# Short task A
In the records, reproduce the stretch from the line containing "det: metal pole" through the line containing "248,107 -> 308,171", changing "concrete wall" to "stone wall" and keeping everything else as it is.
⁂
SPSS Format Plugin
Introduced in release: 1.18.
Drill provides a format plugin for reading and querying data files from Statistical Package for the Social Sciences (SPSS).
Configuring the SPSS Format Plugin
To configure Drill to read SPSS files, simply add the following code to the formats section of your
file-based storage plugin. This should happen automatically for the default
cp
, dfs
, and S3
storage plugins.
Other than the file extensions, there are no variables to configure.
"spss": {
"type": "spss",
"extensions": ["sav"]
}
Data Model
SPSS only supports two data types: Numeric and String. Drill maps these to its DOUBLE and VARCHAR types respectively. However, for some numeric columns, SPSS maps these numbers to text, similar to an enum
field in Java.
For instance, a field called Survey
might have labels as shown below.
⁂
# Short task B
Translate this sentence from the SPSS format plugin page into Spanish: "Other than the file extensions, there are no variables to configure."

# Information supplied
⁂
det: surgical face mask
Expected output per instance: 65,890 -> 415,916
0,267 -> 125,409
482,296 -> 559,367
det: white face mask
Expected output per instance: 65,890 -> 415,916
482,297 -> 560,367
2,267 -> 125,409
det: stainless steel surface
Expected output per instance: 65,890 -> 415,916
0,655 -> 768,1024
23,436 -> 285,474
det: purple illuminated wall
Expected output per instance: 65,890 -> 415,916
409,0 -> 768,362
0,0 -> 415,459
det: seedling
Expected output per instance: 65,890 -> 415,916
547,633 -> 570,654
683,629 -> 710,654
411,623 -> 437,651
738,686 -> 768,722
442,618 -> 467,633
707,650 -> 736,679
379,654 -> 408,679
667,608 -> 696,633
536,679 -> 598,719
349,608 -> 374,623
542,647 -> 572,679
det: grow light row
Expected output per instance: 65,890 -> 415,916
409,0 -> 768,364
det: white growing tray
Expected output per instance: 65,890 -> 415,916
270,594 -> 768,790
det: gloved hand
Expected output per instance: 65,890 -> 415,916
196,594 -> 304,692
⁂
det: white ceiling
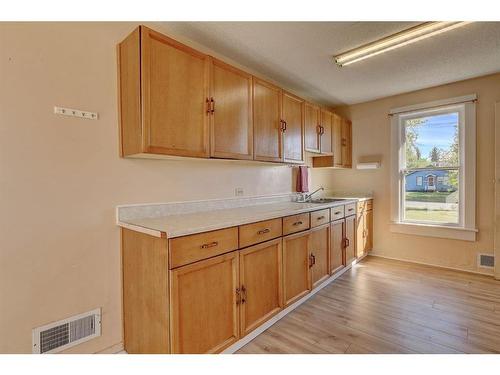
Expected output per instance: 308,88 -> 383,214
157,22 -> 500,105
⁂
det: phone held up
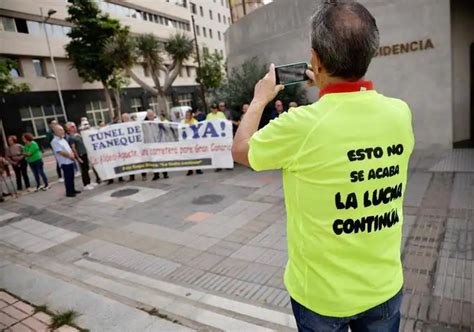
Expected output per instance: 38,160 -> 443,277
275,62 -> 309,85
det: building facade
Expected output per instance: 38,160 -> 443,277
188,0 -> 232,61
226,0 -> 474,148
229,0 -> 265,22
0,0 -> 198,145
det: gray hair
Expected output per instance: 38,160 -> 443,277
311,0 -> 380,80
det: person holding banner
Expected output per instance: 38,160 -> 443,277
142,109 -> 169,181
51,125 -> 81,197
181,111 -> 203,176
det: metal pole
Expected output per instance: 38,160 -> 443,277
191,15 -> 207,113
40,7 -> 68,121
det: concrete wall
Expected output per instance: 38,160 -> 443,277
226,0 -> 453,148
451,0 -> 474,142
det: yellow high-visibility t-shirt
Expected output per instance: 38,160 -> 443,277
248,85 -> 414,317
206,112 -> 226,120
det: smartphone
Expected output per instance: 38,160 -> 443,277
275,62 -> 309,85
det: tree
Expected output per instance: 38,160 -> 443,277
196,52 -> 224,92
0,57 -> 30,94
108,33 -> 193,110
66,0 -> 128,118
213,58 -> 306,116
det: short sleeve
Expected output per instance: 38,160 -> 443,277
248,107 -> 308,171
⁂
# Exercise solution A
det: metal pole
Expected output per instance: 38,160 -> 443,277
191,15 -> 207,113
40,7 -> 68,121
det: stone wall
Expected output per instance: 38,160 -> 443,277
226,0 -> 453,148
451,0 -> 474,142
det: yellow high-visibility t-shirt
Expected output per instance: 38,160 -> 443,277
248,85 -> 414,317
206,112 -> 226,120
det: smartphone
Expected output per instance: 38,160 -> 443,277
275,62 -> 309,85
det: tree
Expected output per instance: 38,160 -> 443,277
196,52 -> 224,92
0,57 -> 30,94
108,33 -> 193,110
66,0 -> 128,118
213,58 -> 306,116
det: short sleeve
Expected output per instance: 38,160 -> 443,277
248,107 -> 308,171

# Exercise solution B
Aparte de las extensiones de archivo, no hay variables que configurar.